* begin *
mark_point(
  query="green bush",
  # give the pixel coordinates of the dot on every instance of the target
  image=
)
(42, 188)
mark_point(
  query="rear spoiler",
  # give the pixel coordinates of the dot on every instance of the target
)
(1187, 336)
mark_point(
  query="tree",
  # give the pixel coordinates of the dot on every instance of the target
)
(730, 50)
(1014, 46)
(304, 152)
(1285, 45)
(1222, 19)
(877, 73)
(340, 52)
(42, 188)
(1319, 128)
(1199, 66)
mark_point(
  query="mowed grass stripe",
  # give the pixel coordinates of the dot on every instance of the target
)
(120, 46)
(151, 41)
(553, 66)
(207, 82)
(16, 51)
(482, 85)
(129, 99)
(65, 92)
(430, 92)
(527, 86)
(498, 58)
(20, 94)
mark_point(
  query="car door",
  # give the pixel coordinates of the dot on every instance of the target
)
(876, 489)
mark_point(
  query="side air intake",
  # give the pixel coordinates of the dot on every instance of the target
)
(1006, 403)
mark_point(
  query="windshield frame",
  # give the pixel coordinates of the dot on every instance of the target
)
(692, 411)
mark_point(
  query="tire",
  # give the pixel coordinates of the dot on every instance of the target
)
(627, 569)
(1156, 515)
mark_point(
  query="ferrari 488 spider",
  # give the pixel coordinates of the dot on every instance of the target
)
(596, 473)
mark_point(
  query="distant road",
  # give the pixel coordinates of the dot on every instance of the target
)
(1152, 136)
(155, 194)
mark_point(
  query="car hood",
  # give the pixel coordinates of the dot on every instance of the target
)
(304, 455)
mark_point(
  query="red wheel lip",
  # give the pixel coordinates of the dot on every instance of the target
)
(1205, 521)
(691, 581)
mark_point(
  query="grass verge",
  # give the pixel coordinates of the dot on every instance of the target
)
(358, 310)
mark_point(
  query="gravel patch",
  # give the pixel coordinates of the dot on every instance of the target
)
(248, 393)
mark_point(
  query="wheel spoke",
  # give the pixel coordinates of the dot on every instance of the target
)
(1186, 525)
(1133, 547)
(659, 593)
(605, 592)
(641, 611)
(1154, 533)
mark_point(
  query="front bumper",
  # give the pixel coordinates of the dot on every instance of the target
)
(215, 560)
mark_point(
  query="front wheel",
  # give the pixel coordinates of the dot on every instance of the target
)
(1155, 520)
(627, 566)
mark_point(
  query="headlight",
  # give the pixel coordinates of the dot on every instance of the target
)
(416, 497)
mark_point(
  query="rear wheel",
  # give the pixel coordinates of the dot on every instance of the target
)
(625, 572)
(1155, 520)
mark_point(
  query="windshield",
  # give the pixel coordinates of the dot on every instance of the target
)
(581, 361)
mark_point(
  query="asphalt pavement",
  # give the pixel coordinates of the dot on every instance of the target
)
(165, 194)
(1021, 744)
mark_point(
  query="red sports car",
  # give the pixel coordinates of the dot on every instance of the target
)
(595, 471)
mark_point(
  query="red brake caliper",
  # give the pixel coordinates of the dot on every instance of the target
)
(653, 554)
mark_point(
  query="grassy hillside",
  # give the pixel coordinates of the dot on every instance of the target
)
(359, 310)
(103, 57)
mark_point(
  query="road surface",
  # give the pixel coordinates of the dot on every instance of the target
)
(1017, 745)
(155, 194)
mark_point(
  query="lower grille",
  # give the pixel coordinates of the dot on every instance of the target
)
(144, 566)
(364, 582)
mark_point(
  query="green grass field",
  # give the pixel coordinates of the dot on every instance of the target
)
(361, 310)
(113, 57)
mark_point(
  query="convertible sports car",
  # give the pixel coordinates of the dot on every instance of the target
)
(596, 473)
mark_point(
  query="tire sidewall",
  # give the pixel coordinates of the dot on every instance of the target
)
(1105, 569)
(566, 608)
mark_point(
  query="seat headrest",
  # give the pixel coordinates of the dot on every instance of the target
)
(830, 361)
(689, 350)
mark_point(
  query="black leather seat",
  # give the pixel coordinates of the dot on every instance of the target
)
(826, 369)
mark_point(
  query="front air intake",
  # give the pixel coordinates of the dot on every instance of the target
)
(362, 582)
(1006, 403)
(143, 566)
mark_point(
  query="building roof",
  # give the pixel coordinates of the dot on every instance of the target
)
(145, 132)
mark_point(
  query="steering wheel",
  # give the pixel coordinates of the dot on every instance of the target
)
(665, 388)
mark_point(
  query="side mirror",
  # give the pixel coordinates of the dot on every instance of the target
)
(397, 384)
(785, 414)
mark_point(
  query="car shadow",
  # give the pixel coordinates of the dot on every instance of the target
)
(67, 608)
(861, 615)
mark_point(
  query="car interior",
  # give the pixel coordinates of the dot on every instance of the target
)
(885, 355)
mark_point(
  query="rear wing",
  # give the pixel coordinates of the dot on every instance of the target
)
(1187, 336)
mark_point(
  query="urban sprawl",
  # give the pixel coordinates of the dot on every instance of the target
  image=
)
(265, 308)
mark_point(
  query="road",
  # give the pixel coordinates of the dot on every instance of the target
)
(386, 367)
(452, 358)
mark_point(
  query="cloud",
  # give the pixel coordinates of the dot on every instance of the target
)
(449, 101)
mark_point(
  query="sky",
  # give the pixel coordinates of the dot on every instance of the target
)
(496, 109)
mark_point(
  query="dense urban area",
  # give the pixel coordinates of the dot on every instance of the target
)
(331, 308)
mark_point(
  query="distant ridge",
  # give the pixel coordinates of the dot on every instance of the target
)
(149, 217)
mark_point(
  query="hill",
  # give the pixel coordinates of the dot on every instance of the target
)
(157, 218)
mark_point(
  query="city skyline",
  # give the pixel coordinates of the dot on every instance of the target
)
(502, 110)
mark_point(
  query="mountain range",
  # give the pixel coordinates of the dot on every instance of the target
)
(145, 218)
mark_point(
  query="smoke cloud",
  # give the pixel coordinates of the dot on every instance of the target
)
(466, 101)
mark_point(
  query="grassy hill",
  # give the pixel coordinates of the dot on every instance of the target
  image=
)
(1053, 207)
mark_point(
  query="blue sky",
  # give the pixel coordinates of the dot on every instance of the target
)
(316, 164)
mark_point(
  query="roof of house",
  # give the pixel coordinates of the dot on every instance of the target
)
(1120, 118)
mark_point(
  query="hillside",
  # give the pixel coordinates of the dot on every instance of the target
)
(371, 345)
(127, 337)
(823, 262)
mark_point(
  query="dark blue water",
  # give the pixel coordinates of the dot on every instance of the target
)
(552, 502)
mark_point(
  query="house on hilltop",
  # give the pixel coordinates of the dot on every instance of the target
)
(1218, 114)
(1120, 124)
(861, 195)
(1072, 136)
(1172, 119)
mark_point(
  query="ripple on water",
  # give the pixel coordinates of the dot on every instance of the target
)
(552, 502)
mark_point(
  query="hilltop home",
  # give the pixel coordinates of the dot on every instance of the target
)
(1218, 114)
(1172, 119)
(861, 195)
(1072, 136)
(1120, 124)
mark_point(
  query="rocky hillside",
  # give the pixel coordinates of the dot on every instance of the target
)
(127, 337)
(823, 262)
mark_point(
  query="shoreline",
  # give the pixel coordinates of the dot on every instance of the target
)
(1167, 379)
* end *
◆ Aim of the exercise
Transcribe the data above in full, exactly.

◆ Task result
mark_point(
  query="green bush",
  # give the pixel coordinates of the dot on every instance of the target
  image=
)
(42, 188)
mark_point(
  query="rear spoiler",
  # give the pixel coordinates of the dot on every instance of the target
)
(1187, 336)
mark_point(
  query="tree",
  # give the pixel coordinates of the dot on every instance of the target
)
(730, 50)
(1014, 46)
(304, 152)
(1285, 45)
(1222, 19)
(877, 73)
(340, 52)
(42, 188)
(1319, 128)
(1199, 66)
mark_point(
  query="mowed grass stripe",
  # give the pixel coordinates of the dot on every instance of the target
)
(120, 46)
(151, 41)
(553, 66)
(207, 82)
(16, 51)
(482, 85)
(129, 99)
(65, 92)
(430, 92)
(527, 86)
(498, 58)
(20, 94)
mark_point(
  query="car door",
  # give the pixel coordinates of the dot on every instance of the target
)
(876, 489)
mark_point(
  query="side air intake",
  # give the pixel coordinates of the dot on every instance of the target
)
(1006, 403)
mark_point(
  query="windshield frame",
  # give the pixel coordinates of the dot on every instance of the target
)
(692, 411)
mark_point(
  query="tire",
  # give the pixel coordinates of the dot on every instance of the target
)
(627, 569)
(1156, 515)
mark_point(
  query="ferrari 488 spider",
  # give the pixel coordinates of the dot on every instance of the target
)
(596, 473)
mark_point(
  query="distant road",
  # give the pixel coordinates of the dot on every instance of the target
)
(1152, 136)
(155, 194)
mark_point(
  query="car hood",
  # give the pixel coordinates of the dot on every instance of the target
)
(304, 455)
mark_point(
  query="red wheel lip",
  # give the pixel coordinates of the dot on every instance of the target
)
(1205, 521)
(691, 581)
mark_point(
  query="grass verge",
  # give the pixel coordinates of the dot on every instance of the target
)
(358, 310)
mark_point(
  query="gravel patch",
  # give the pixel coordinates of the dot on every instance of the target
)
(248, 393)
mark_point(
  query="wheel spoke",
  # give the pixel coordinates of the dot on every instance of the target
)
(1186, 525)
(1133, 547)
(659, 593)
(605, 592)
(641, 611)
(1154, 533)
mark_point(
  query="front bumper",
  # give the pixel coordinates of the dot on every instance of the target
)
(215, 560)
mark_point(
  query="front wheel",
  # give the pixel coordinates of the dot on every instance of the target
)
(1155, 520)
(627, 566)
mark_point(
  query="headlight",
  # give the pixel coordinates of the dot on every instance of the target
)
(416, 497)
mark_point(
  query="rear wheel",
  # give the pixel coordinates of the dot on every instance of the target
)
(625, 572)
(1155, 520)
mark_point(
  query="windshield",
  # give the pixel coordinates of the dot on every instance of the target
)
(581, 361)
mark_point(
  query="asphalt pavement",
  # give the pixel coordinates of the dot on every instance of the target
)
(165, 194)
(1021, 744)
mark_point(
  query="red sports car",
  # give the pixel coordinates of the dot on every instance of the target
)
(595, 471)
mark_point(
  query="red brake caliper",
  # give the pixel coordinates of the dot on every instance of the target
)
(653, 554)
mark_point(
  query="grassy hillside",
  # give the pixel coordinates of the dot on every instance of the target
)
(359, 310)
(103, 57)
mark_point(
  query="road surface",
  # give the pixel coordinates of the dot on every instance of the target
)
(1017, 745)
(155, 194)
mark_point(
  query="lower grille",
  # give the pixel coordinates of the dot on every instance of the target
)
(144, 566)
(364, 582)
mark_point(
  query="green grass field",
  # give the pixel coordinates of the dot on every instance of the target
)
(361, 310)
(113, 57)
mark_point(
  query="convertible sports car",
  # give the pixel coordinates of the dot on every instance of the target
)
(596, 473)
mark_point(
  query="tire sidewall",
  # give the pixel coordinates of the dot on every instance of the target
)
(1105, 569)
(566, 608)
mark_point(
  query="seat headrest",
  # give the pixel coordinates of the dot on every instance of the target
)
(830, 361)
(689, 350)
mark_point(
  query="black leather seat",
  # give the pixel coordinates of the dot on every instance of the target
)
(826, 369)
mark_point(
  query="front air intake",
  # give the pixel coordinates of the dot on every instance of the target
)
(362, 582)
(1006, 403)
(143, 566)
mark_point(
  query="building roof",
  # give the pixel coordinates of the dot on every instance of the target
)
(145, 132)
mark_point(
  query="steering wheel",
  # give the pixel coordinates of the dot on every instance of the target
)
(665, 388)
mark_point(
  query="side mirror",
  # give the pixel coordinates of the dot on every instance of the target
)
(397, 384)
(785, 414)
mark_point(
  query="car shadow",
  # give the pixel coordinates of the dot on every instance of the target
)
(67, 608)
(861, 615)
mark_point(
  query="car interior",
  # give the pixel coordinates of the dot on every instance of the target
)
(885, 355)
mark_point(
  query="rear wing",
  # give the pixel coordinates of the dot on every instance of the target
)
(1187, 336)
mark_point(
  query="urban sprawl",
  # give the pixel coordinates of the dot on every instance of the target
  image=
)
(265, 308)
mark_point(
  query="road",
  # give the pixel coordinates of the dot on every instance of the target
)
(386, 367)
(452, 358)
mark_point(
  query="cloud",
  # give the pixel coordinates of the dot on every instance of the target
)
(449, 101)
mark_point(
  query="sky",
  # give the pixel coordinates of the dot on every instance of the target
)
(496, 109)
mark_point(
  query="dense urban area",
  # give the pixel coordinates of the dot on every instance of the target
)
(331, 308)
mark_point(
  query="distant ridge",
  # give the pixel coordinates of the dot on every instance of the target
)
(149, 217)
mark_point(
  query="hill",
  # give the pixel coordinates of the dot on every instance of the target
)
(157, 218)
mark_point(
  query="city skyline",
  # give the pixel coordinates of the dot on every instance of the target
)
(502, 110)
mark_point(
  query="mountain range",
  # give the pixel coordinates of the dot on every instance of the target
)
(145, 218)
mark_point(
  query="smoke cloud",
  # give the pixel coordinates of the dot on every instance of the target
)
(466, 101)
mark_point(
  query="grassy hill",
  # give the pixel coordinates of the dot on every instance of the target
  image=
)
(1053, 207)
mark_point(
  query="blue sky",
  # give the pixel coordinates of the dot on every instance of the target
)
(316, 164)
mark_point(
  query="roof of house",
  # give the pixel coordinates of the dot on every instance of the target
)
(1120, 118)
mark_point(
  query="hillside",
  # give the pixel coordinates of the dot on every instance of the target
)
(371, 345)
(127, 337)
(823, 262)
mark_point(
  query="dark blue water",
  # give the pixel coordinates of the dot on every instance of the target
)
(552, 502)
mark_point(
  query="house on hilltop",
  # give the pixel coordinates of the dot on every instance of the target
)
(1218, 114)
(1120, 124)
(861, 195)
(1072, 136)
(1172, 119)
mark_point(
  query="ripple on water",
  # give the pixel coordinates of the dot on every instance of the target
)
(552, 502)
mark_point(
  query="hilltop home",
  # give the pixel coordinates of the dot on every instance of the target
)
(1218, 114)
(1172, 119)
(861, 195)
(1072, 136)
(1120, 124)
mark_point(
  query="rocky hillside",
  # give the pixel coordinates of the dot on every instance of the target
)
(127, 337)
(823, 262)
mark_point(
  query="shoreline",
  # give the pixel coordinates of the dot on every instance of the target
)
(1167, 379)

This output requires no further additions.